Histoire du donjon de Loches/Chapitre XIII

La bibliothèque libre.
Edmond Gautier
Impr. de A. Nuret (p. 193-204).

XII

inscriptions

CACHOT DU PONT-LEVIS. — Le cachot situé au-dessus du portail d’entrée n’a pas dû perdre beaucoup de sa physionomie du XVe siècle. Une cheminée, un grossier lit de camp, un collier de fer scellé au mur par une lourde chaîne (Pl. VII), une fenêtre avec un épais grillage de bois, qui ne permet plus de pénétrer dans l’embrasure ; peut-être l’établissement de ce grillage est-il relativement moderne ; il a eu pour heureux effet de sauver des dégradations des prisonniers vulgaires de curieuses inscriptions. C’est là que nous trouvons ces deux vers que nous avons attribués à Ludovic le Maure :

Il n’y a au monde plus grande destresse
Du bon temps son souvenir en la tristesse

À quelque distance, au-dessous d’une inscription qui n’a laissé sur le mur que des traces jaunes impossibles à reconstituer, un cœur renfermant au centre la lettre F entourée des lettres SAV. SAN. Nous reconnaissons les caractères hardis et singuliers du duc de Milan. La lettre F au milieu du cœur est comme une signature ; c’est vraiment la première lettre du mot forza ; l’S comme dans les mots Sforzare, Sfrangiare, Sfrenara, Sfrondare, etc., n’est qu’une sorte de suffixe représentant la préposition ex des latins.

Nous pouvons encore lire dans l’embrasure de la fenêtre les curieuses inscriptions que voici.

Les deux premières sont en catalan du XVe siècle :

Qui ne sab de sospirar
Vinga sen assi estar
Car no sol sospirara
Mas de dolor gemira.
La mort y sera plus plaent
Que sofrir. i. lal turment
...Pigor es que morir
Que joen ayxi languir.

(Les deux derniers vers sont un peu effacés.)

A tuos mals los remedis magos
Ed pensar als bens qui son en nos.

Trois autres dans un dialecte allemand que nous ne saurions déterminer d’une façon précise (Pl. IX, no 1 et 2, et Pl. X, no 1).

Puis cette autre, un peu difficile à lire :

Esperdu est Geuffroy Regnault
Qui a tous jors premier l’assault
De quelle chose que cessait
Soit à bon droit ou à mal droit
Mais … chûn garde sa coffiance
…… tous hôe en soi panse
…… Que nous auron trestouz assez
Deffais quant seron trespassez.

════════════════

- [Exercice court A]
Recopiez le passage de l'extrait sur le donjon de Loches, de « Les deux premières » à « joen ayxi languir. ».
- [Exercice court B]
Répondez à ces questions d'après l'extrait sur le donjon de Loches.
(i) Quel objet est scellé au mur par une lourde chaîne dans le cachot du pont-levis ?
(ii) Quelle lettre figure au centre du cœur tracé sur le mur ?
(iii) En quelle langue sont écrites les deux premières inscriptions de l'embrasure de la fenêtre ?
- [Exercice court C]
Reprenez l'extrait sur le donjon de Loches à la suite du dernier vers cité.

════════════════

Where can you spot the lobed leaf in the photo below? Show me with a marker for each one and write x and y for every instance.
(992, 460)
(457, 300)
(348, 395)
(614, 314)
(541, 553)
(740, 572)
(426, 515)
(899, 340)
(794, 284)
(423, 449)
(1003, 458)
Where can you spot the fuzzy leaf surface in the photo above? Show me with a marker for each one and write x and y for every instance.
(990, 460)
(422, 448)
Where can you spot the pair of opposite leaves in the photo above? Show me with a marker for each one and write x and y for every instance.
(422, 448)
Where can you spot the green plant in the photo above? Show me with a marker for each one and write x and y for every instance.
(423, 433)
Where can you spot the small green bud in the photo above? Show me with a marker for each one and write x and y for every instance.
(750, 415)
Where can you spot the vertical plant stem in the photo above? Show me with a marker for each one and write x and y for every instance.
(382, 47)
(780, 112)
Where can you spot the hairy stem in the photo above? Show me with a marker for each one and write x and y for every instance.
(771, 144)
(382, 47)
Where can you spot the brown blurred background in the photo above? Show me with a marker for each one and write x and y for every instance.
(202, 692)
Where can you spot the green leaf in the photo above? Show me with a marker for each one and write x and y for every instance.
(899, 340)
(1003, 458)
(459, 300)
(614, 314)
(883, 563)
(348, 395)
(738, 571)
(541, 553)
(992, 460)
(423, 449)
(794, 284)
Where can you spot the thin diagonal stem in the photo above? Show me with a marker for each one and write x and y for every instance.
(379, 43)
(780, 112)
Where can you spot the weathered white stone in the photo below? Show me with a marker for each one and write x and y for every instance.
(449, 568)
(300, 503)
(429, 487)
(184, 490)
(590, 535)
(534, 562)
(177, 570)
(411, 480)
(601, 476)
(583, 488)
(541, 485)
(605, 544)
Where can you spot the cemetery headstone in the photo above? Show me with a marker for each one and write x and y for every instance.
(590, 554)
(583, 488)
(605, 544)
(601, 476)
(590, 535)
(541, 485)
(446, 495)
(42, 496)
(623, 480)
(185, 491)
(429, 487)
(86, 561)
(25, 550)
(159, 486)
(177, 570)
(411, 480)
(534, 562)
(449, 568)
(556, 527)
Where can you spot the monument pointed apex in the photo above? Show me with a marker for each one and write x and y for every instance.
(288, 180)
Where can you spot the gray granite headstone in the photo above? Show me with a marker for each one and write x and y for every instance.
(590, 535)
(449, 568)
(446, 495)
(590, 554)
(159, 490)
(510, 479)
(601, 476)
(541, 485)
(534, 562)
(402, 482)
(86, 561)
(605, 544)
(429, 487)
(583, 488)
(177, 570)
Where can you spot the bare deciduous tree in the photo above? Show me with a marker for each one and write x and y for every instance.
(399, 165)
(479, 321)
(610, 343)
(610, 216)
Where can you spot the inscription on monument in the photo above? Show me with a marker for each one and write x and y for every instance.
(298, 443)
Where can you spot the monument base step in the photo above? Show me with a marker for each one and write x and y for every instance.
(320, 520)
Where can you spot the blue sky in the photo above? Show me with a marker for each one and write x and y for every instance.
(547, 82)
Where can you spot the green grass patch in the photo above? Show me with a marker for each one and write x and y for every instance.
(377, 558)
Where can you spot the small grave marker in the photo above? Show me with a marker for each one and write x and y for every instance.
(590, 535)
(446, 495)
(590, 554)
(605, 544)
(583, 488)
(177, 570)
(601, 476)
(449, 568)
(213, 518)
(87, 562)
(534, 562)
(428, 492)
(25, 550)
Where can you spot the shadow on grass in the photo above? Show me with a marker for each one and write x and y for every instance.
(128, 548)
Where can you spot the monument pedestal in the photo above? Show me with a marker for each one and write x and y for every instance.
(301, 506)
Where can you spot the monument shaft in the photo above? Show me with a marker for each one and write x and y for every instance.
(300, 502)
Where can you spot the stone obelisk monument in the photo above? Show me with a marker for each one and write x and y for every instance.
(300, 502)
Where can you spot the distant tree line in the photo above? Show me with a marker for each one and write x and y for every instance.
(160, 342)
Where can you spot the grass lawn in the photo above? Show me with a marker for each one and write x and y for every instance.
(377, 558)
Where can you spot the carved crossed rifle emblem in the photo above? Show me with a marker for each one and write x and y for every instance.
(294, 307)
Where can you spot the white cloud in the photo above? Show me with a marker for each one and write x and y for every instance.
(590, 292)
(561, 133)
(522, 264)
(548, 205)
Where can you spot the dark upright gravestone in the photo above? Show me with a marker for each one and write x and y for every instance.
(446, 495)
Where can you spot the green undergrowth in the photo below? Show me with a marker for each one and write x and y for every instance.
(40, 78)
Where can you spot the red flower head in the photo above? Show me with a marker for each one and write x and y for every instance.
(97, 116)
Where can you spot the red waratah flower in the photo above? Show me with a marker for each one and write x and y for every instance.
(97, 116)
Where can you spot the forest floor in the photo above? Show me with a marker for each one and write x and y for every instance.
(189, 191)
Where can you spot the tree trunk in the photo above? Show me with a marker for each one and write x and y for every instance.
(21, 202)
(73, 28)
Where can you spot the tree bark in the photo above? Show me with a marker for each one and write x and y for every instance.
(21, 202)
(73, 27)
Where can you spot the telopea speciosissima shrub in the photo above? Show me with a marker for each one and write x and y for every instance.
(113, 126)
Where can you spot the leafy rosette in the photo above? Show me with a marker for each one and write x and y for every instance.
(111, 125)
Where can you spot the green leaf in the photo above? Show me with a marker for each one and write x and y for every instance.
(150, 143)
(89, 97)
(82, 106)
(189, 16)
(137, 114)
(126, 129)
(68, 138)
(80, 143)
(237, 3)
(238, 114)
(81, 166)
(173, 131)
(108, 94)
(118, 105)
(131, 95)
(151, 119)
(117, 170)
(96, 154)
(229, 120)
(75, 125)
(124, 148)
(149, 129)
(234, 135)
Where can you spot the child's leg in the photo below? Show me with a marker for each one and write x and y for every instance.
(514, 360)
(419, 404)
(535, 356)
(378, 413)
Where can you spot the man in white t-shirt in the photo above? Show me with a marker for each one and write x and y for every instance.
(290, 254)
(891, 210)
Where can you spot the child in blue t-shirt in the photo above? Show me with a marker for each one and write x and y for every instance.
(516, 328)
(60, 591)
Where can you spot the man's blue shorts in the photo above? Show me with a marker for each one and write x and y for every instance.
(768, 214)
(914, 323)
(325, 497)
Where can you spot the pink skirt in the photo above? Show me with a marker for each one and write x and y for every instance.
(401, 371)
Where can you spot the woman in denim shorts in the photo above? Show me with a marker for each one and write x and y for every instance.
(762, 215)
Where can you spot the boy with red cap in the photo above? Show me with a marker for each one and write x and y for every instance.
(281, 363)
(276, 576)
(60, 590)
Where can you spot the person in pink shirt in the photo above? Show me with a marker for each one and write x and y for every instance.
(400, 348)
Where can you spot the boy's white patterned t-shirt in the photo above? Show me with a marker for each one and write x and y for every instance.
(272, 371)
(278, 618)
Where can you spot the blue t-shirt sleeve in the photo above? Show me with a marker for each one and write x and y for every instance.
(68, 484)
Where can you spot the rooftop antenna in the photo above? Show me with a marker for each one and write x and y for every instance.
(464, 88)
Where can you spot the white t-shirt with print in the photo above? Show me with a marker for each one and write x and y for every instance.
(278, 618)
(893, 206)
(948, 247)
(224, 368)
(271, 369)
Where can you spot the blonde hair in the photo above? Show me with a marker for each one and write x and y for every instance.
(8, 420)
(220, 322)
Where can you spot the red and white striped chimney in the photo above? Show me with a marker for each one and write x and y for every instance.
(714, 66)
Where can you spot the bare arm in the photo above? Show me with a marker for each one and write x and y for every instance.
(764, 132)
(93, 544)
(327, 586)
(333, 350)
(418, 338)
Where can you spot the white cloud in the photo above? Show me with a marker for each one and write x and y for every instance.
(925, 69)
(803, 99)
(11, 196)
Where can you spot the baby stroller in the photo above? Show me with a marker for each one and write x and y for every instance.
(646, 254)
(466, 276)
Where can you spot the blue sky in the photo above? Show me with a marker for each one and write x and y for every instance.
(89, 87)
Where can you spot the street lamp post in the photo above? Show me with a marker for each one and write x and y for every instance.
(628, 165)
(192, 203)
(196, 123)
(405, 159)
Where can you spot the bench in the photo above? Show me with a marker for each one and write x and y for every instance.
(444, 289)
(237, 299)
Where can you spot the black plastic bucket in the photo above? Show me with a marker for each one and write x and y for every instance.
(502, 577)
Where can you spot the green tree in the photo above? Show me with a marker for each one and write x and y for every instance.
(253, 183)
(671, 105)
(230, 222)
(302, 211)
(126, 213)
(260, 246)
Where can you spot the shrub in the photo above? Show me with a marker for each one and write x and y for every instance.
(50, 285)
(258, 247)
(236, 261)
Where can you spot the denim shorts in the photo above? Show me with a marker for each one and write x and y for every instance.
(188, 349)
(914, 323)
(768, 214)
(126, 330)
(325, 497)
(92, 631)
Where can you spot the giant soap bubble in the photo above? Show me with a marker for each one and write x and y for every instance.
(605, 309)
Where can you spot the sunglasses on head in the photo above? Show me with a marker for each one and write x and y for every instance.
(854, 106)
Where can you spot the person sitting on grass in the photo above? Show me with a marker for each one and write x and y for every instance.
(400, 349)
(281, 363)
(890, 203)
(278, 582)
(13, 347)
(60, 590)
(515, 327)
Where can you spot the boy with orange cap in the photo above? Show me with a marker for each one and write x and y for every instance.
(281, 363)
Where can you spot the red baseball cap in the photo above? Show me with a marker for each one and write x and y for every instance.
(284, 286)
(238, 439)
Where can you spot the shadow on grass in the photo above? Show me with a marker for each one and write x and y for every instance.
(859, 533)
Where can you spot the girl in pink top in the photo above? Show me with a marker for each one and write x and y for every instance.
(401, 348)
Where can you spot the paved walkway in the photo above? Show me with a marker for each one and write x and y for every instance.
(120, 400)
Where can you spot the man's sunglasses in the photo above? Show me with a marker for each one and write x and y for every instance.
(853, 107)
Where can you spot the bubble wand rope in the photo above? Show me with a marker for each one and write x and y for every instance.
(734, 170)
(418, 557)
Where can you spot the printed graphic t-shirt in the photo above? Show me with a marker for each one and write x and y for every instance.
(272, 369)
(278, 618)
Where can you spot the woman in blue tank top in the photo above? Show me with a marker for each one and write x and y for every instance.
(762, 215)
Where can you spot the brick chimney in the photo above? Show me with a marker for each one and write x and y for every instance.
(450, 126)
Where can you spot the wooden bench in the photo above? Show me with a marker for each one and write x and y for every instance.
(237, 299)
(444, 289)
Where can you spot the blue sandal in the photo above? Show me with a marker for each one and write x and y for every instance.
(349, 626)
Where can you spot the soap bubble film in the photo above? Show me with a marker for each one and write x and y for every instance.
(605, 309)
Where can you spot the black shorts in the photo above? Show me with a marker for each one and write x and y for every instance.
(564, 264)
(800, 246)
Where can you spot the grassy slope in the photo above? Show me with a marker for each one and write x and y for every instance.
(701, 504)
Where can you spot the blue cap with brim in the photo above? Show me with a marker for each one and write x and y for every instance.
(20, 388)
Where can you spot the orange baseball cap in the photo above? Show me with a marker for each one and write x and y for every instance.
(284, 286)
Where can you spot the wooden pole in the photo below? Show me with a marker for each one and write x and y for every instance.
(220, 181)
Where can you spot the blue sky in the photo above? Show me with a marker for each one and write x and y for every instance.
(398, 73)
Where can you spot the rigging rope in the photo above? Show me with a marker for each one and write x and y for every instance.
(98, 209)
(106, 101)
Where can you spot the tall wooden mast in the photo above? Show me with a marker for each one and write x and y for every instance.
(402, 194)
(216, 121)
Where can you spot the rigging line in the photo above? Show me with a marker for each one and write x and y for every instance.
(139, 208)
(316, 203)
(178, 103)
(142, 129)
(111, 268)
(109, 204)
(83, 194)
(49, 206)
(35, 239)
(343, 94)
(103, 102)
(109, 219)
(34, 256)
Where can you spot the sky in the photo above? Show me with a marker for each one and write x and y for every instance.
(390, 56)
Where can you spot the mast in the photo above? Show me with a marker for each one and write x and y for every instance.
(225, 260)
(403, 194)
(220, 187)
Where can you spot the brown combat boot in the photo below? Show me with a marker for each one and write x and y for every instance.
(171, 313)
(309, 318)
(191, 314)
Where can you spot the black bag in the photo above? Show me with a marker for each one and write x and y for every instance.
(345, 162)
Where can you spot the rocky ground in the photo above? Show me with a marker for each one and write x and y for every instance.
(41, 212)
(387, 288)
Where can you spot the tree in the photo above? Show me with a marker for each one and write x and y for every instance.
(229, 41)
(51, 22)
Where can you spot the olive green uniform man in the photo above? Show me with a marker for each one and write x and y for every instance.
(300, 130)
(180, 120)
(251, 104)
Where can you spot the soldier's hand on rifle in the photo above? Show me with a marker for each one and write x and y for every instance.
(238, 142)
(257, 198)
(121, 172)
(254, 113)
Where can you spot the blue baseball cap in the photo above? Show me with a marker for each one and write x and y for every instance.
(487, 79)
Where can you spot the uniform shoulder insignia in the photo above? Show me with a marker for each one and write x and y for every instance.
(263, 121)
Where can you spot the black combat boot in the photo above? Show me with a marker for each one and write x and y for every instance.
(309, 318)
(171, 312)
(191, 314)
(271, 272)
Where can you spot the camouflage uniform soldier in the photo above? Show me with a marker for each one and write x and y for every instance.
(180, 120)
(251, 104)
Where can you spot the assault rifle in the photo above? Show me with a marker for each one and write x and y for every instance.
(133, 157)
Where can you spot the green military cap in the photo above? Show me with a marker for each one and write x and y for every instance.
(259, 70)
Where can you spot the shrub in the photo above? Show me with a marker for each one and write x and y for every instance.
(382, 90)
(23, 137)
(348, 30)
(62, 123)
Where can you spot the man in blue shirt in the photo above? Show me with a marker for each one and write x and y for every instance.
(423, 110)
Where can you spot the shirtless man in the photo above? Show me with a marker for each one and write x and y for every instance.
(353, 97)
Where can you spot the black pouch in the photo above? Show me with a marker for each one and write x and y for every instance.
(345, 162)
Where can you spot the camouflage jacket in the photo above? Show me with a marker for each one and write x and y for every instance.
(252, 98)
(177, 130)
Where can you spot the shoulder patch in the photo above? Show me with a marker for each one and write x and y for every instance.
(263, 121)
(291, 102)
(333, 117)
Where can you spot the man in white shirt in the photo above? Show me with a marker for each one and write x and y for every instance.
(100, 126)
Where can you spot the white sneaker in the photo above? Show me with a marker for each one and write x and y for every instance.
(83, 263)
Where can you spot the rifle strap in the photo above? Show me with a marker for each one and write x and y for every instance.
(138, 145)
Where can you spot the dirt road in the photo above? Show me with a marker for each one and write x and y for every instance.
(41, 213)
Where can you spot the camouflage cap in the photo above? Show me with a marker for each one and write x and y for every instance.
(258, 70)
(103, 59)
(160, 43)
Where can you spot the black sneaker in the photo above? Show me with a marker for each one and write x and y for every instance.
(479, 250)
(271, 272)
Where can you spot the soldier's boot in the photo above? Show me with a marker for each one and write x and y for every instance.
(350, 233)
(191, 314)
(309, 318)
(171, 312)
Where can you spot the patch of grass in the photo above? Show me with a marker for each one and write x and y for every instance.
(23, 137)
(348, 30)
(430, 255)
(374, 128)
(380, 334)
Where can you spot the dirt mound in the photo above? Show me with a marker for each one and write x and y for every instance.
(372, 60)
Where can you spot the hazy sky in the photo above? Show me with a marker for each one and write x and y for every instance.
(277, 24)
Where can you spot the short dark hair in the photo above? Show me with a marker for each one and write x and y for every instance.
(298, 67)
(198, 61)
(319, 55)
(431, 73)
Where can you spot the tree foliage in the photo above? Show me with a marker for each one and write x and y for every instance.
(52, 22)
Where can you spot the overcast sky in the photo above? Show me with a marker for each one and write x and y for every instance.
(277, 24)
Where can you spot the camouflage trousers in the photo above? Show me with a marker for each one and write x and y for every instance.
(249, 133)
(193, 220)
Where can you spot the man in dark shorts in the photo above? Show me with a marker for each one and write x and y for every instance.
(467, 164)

════════════════

- [Réponse attendue A]
Les deux premières sont en catalan du XVe siècle :

Qui ne sab de sospirar
Vinga sen assi estar
Car no sol sospirara
Mas de dolor gemira.
La mort y sera plus plaent
Que sofrir. i. lal turment
...Pigor es que morir
Que joen ayxi languir.

- [Réponse attendue B]
(i) Un collier de fer.
(ii) La lettre F.
(iii) En catalan du XVe siècle.

- [Réponse attendue C]
Au-dessous de ce cachot et dans un petit corps de garde faisant partie de l’entrée du pont-levis, un nom écrit en beaux caractères du XVe siècle, sans date :

Plus loin, un cri de détresse qui fait encore tressaillir après trois siècles :

Ce nom et cette inscription ne paraissent pas avoir de rapport l’un avec l’autre. Nous remarquerons que toutes les inscriptions des souterrains se retrouvent a peu prés identiques dans le cachot du pont-levis.


LA TOUR RONDE. — L’impression de ce volume était déjà presque terminée lorsque nous avons découvert sous le badigeon d’une chambre de la Tour Ronde une série de belles inscriptions du XVe siècle qui méritent une description spéciale.

La salle qu’elles décorent est située au-dessus de la chambre de la Torture. Elle servait probablement de salle des gardes, à l’entrée du petit pont-lavis.

Elle a été, à une époque incertaine, divisée en deux parties dans le sens de la hauteur, de manière que le foyer de la cheminée se trouve dans le bas et le manteau à la partie supérieure. C’est sur le manteau de cette cheminée que nous avons pu lire l’inscription suivante :

qvid qvid delirant reges, plectvntvr achivi
seditione, dolis, scelere, atque libidine et ira
savonières — pvlchrvm est, — savonières
nil conscire sibi, nvlla pallescere cvlpa[1].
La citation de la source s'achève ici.